# YOUR TASK
Count the lines of the items below that contain the string "front" with matching case, and reply with that number alone.

%%

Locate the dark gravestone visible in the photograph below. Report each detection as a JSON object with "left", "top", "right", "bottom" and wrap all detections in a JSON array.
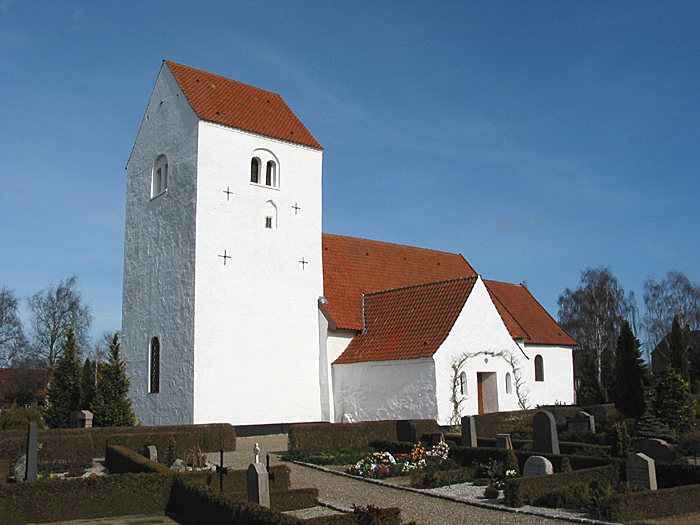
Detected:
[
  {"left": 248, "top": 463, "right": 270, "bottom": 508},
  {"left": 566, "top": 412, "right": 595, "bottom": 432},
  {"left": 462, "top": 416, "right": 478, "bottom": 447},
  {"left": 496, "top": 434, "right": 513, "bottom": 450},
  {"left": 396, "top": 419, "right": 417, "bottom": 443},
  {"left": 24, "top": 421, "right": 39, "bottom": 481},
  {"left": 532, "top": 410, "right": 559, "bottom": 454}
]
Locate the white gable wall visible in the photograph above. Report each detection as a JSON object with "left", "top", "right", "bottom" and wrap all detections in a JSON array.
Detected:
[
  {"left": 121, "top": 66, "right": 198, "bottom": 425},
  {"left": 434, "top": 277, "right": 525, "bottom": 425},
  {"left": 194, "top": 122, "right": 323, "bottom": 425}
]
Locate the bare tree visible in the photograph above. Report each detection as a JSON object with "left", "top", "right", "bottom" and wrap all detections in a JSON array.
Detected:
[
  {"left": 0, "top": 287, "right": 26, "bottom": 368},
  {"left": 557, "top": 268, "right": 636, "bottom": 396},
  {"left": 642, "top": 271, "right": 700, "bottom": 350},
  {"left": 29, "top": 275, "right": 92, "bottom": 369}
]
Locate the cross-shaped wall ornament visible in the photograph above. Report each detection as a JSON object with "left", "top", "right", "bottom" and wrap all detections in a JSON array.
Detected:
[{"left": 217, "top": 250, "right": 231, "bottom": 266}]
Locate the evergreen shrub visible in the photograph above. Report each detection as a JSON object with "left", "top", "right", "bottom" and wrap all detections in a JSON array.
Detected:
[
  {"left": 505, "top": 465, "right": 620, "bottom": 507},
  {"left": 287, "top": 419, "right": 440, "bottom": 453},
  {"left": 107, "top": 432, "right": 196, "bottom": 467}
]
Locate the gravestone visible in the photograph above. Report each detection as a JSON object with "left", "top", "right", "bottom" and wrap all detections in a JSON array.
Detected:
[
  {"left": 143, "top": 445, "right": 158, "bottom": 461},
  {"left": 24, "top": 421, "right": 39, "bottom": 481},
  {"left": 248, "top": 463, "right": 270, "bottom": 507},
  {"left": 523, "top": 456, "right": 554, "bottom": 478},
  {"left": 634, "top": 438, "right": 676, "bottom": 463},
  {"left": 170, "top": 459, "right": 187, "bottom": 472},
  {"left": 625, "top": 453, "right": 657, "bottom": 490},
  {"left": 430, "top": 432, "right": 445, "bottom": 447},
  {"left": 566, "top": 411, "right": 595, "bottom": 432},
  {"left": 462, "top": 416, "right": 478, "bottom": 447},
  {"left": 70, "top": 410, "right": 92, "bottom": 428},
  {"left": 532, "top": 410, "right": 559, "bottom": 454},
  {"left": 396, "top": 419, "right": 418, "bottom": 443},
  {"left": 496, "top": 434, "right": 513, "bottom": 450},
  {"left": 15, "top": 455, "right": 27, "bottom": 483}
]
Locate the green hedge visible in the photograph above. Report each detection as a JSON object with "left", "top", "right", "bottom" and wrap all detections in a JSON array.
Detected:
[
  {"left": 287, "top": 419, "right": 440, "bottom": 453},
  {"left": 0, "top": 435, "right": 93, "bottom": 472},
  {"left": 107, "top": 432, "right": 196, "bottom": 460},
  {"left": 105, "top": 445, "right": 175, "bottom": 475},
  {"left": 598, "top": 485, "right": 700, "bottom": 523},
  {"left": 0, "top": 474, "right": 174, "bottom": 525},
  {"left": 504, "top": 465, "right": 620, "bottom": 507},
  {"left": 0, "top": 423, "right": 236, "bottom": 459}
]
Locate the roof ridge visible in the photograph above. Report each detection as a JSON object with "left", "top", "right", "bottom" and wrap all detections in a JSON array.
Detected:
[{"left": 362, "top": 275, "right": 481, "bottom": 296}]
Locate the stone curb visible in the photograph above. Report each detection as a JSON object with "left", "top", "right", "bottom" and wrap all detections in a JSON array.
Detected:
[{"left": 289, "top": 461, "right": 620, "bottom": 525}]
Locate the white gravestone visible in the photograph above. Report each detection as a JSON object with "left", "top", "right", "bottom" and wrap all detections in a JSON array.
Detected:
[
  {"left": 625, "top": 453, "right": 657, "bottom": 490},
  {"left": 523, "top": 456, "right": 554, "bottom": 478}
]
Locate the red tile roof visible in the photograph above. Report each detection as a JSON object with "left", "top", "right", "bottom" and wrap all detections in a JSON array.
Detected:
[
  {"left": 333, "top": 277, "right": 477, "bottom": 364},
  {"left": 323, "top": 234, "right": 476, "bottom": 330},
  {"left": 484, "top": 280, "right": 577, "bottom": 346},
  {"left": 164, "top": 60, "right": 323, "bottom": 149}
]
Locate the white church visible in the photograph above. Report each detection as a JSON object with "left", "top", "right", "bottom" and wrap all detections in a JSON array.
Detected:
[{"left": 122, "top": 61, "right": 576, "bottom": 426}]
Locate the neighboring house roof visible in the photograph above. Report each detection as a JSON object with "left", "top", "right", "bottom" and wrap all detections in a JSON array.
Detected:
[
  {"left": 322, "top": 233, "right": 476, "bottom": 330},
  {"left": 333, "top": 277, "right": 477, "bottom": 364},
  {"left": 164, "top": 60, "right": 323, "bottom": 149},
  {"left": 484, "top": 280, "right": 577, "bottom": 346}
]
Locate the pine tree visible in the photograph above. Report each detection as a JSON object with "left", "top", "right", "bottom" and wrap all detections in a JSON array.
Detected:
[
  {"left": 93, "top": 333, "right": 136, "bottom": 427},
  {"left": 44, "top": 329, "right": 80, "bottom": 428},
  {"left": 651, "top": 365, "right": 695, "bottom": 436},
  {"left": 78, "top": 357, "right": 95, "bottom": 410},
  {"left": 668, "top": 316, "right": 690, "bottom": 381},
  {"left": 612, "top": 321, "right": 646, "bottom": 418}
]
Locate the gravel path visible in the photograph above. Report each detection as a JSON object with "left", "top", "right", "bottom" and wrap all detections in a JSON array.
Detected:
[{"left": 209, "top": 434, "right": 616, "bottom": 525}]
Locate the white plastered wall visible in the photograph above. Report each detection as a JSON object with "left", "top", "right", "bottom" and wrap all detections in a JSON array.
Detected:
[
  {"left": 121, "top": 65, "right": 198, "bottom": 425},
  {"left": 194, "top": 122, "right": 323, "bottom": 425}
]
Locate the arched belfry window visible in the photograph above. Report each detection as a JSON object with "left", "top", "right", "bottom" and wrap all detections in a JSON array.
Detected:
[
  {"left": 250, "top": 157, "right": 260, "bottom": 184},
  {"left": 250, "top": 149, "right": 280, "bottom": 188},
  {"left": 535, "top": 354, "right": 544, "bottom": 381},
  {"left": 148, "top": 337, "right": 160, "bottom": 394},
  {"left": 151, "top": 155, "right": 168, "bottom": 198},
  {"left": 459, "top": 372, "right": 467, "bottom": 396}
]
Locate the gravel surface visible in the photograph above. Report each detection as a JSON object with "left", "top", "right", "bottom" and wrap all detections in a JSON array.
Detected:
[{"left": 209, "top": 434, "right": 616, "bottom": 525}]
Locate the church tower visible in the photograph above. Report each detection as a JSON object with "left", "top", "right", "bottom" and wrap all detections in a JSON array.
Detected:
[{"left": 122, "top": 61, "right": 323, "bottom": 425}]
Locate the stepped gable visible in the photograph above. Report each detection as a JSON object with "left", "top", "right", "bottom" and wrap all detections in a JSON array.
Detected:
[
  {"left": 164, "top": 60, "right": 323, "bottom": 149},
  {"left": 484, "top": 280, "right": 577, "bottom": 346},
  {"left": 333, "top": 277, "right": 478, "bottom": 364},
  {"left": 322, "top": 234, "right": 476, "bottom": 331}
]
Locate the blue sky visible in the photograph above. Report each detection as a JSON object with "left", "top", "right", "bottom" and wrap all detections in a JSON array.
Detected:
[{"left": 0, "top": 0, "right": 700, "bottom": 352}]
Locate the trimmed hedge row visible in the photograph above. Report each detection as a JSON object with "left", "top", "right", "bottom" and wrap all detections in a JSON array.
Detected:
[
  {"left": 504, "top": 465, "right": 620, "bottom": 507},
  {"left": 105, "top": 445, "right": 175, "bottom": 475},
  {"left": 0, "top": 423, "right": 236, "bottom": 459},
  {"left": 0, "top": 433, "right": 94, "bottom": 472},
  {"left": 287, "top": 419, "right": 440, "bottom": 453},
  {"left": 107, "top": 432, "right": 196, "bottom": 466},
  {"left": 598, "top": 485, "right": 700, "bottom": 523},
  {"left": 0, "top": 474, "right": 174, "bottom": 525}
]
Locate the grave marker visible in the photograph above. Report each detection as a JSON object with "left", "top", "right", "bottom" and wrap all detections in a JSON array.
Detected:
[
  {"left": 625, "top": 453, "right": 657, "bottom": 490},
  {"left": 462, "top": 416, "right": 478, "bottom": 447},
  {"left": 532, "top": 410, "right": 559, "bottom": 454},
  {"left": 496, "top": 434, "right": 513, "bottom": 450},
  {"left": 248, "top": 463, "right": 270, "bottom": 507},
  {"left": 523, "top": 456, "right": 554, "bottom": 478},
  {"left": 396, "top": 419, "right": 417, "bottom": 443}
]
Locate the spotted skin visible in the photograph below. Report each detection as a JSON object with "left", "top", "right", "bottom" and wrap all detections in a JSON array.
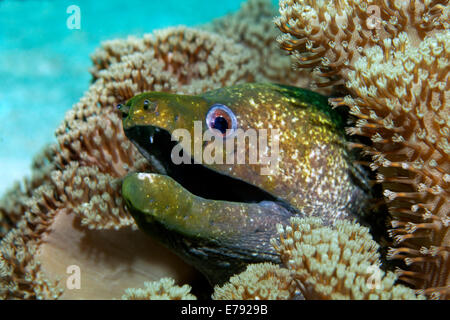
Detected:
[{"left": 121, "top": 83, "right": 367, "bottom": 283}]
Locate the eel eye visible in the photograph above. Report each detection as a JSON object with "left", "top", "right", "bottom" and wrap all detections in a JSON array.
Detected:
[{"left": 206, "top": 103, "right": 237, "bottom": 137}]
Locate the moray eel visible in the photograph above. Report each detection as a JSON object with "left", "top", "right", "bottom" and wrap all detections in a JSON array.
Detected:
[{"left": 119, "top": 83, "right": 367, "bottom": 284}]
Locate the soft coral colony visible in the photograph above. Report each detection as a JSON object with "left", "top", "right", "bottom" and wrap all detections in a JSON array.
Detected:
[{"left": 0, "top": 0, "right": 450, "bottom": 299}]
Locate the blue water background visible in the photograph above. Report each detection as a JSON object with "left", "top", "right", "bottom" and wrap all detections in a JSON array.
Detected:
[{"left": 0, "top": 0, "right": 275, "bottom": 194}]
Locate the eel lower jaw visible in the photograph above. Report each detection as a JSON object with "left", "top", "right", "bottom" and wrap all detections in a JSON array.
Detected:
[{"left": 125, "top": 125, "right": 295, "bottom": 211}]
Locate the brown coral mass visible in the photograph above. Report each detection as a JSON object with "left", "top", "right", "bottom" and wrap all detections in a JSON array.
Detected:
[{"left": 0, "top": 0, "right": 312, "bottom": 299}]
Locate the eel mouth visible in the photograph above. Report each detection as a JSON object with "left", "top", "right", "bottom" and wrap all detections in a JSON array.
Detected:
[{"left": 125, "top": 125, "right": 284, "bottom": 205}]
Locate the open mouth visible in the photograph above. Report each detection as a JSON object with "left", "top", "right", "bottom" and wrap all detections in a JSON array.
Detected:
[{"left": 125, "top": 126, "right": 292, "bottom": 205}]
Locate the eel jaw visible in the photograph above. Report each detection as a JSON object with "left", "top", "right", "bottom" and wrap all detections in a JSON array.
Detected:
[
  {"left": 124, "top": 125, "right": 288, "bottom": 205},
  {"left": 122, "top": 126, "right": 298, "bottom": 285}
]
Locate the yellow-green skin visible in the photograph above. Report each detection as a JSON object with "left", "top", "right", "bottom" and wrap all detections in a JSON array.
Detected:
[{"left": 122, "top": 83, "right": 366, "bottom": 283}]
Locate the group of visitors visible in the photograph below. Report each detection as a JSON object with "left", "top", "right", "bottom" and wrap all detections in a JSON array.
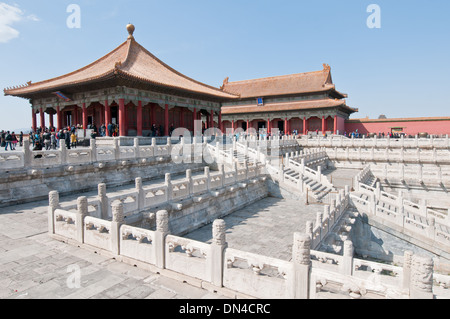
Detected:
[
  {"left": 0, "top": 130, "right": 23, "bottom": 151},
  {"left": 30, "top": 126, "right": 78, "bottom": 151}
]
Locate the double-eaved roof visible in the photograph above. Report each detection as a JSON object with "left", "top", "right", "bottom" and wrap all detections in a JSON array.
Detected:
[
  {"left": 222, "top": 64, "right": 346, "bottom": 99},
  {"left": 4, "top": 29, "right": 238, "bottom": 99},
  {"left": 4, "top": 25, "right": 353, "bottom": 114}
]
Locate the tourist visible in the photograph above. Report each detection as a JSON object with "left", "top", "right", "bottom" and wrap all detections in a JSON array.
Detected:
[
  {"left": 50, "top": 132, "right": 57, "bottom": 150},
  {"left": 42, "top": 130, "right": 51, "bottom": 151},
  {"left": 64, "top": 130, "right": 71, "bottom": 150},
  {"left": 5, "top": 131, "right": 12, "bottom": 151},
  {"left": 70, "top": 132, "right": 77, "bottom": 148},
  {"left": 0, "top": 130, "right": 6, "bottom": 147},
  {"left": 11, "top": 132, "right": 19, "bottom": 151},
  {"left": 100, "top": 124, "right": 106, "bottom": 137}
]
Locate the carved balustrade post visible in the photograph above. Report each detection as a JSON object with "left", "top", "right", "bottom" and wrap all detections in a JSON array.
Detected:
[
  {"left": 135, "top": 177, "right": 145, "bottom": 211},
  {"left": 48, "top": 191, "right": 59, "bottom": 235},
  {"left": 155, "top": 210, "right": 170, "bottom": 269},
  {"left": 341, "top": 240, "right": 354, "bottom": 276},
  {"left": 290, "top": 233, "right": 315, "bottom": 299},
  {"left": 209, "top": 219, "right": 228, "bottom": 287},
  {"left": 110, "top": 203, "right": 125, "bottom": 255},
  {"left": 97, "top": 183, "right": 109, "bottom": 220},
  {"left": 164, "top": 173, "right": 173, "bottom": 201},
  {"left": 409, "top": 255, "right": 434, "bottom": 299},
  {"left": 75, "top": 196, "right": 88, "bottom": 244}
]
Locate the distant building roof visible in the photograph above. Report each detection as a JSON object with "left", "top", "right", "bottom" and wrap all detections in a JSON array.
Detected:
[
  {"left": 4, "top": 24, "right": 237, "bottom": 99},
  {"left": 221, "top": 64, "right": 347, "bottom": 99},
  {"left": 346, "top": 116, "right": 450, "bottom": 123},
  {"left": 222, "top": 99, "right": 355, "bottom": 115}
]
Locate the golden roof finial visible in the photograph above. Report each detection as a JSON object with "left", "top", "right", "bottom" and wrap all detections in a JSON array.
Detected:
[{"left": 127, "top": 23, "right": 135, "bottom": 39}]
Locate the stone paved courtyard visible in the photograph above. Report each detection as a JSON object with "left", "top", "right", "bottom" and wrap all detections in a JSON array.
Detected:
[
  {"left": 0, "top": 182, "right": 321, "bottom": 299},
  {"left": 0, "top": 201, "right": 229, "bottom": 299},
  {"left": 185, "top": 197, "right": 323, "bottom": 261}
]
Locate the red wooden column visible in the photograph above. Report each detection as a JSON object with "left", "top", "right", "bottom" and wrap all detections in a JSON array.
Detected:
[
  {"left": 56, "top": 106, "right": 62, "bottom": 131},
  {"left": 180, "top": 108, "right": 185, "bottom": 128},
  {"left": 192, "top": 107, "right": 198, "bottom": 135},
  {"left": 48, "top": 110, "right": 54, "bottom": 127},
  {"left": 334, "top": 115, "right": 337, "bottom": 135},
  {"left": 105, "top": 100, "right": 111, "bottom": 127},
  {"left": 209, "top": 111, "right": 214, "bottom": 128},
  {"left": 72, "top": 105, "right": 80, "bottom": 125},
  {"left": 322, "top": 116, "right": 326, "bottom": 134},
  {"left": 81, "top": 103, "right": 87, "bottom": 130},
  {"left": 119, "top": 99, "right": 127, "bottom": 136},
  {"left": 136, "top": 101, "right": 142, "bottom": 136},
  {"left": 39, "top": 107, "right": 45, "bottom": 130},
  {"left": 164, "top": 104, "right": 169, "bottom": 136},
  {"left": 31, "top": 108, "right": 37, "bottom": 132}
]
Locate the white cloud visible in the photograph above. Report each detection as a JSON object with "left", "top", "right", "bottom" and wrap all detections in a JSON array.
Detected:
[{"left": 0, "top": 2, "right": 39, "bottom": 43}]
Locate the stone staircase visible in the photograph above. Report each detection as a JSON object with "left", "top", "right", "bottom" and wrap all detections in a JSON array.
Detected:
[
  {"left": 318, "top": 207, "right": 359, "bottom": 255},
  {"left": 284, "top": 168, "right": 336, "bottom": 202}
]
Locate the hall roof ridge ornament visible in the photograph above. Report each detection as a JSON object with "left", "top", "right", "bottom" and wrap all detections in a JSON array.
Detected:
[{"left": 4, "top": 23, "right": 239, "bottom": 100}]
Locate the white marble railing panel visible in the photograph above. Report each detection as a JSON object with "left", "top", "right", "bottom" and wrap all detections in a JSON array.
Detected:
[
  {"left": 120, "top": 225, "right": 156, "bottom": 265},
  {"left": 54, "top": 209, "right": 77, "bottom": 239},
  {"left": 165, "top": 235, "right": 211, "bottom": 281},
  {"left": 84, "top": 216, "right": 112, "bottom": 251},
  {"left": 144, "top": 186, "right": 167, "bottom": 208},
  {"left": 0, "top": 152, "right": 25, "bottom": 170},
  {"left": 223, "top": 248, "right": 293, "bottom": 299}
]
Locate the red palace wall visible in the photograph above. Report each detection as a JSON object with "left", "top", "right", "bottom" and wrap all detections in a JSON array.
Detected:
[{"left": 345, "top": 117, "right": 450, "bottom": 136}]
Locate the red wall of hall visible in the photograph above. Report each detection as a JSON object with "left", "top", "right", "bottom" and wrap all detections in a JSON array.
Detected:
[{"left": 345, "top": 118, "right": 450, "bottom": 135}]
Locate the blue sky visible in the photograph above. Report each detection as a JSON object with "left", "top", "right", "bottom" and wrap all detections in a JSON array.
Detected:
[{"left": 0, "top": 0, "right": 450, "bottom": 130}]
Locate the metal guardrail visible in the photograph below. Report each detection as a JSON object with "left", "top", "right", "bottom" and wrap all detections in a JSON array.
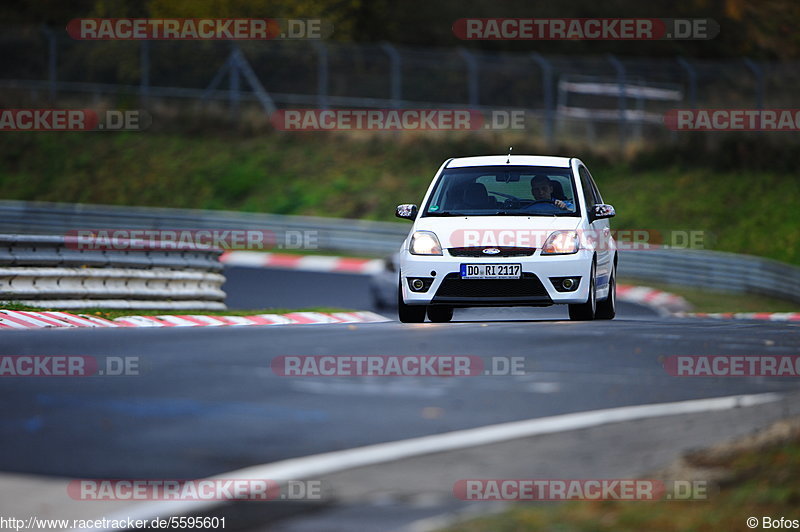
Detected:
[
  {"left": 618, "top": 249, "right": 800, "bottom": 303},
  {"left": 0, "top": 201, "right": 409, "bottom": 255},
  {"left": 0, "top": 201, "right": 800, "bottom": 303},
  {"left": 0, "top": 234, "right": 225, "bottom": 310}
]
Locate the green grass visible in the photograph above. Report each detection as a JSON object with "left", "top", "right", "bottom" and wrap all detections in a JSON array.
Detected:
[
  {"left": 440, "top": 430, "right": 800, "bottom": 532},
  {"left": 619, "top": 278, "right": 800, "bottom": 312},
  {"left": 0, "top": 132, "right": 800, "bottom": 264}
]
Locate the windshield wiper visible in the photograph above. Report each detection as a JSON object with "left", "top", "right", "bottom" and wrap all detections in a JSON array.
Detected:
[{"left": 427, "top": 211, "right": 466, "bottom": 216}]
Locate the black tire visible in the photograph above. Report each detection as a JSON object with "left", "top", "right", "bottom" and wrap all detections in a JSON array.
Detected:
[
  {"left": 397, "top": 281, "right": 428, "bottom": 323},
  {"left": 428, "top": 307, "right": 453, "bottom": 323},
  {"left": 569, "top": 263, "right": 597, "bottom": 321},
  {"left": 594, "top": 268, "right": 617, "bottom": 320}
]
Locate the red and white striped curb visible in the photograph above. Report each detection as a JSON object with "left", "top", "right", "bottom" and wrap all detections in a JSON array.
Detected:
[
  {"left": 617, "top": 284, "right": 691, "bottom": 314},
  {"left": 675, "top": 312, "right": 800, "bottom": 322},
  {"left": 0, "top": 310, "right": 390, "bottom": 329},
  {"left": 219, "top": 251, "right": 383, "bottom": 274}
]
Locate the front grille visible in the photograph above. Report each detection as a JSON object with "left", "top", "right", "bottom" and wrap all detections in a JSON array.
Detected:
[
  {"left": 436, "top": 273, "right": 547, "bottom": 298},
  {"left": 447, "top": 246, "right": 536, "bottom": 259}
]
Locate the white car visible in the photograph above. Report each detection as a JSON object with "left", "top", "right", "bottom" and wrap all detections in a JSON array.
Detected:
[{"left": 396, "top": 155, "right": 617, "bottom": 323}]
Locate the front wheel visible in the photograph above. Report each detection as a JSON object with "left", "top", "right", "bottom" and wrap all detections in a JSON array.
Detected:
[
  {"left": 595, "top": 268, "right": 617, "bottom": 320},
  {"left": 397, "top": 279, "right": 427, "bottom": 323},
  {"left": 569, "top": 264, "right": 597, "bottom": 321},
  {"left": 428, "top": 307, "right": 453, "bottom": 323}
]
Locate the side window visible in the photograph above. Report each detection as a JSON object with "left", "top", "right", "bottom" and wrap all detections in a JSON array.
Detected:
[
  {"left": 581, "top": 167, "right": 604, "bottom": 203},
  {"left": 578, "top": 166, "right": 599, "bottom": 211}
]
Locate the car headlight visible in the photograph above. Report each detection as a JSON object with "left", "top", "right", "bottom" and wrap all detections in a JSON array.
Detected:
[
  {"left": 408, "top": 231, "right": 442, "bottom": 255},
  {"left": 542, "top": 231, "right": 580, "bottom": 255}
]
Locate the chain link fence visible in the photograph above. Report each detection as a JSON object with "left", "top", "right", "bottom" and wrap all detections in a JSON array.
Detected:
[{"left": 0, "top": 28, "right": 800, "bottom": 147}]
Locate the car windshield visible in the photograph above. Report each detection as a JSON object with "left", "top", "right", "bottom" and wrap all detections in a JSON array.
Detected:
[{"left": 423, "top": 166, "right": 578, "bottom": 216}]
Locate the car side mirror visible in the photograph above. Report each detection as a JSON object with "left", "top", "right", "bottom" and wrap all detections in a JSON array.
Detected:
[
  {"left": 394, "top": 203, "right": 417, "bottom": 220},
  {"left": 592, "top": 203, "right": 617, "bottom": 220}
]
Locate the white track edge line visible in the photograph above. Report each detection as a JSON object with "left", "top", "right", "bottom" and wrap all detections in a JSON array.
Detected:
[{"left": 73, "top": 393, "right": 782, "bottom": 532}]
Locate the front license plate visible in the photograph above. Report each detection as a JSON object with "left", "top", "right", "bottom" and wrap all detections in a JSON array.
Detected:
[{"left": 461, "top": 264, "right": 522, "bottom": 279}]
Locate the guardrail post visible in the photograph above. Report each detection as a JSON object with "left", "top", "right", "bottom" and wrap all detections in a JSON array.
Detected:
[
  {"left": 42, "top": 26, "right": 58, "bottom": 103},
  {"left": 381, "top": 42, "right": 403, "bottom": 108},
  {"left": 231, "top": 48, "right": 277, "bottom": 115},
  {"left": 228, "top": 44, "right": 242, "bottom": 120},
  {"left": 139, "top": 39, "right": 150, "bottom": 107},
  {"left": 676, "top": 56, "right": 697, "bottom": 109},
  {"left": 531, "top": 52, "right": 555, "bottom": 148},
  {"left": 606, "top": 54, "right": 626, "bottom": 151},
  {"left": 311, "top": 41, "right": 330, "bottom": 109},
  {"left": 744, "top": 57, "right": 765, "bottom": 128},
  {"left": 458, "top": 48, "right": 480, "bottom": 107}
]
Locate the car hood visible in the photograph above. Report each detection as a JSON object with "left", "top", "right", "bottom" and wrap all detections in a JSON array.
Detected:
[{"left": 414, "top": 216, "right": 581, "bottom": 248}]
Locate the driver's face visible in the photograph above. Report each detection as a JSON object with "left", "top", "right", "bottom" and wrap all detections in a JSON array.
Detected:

%%

# RESPONSE TO THE EXERCISE
3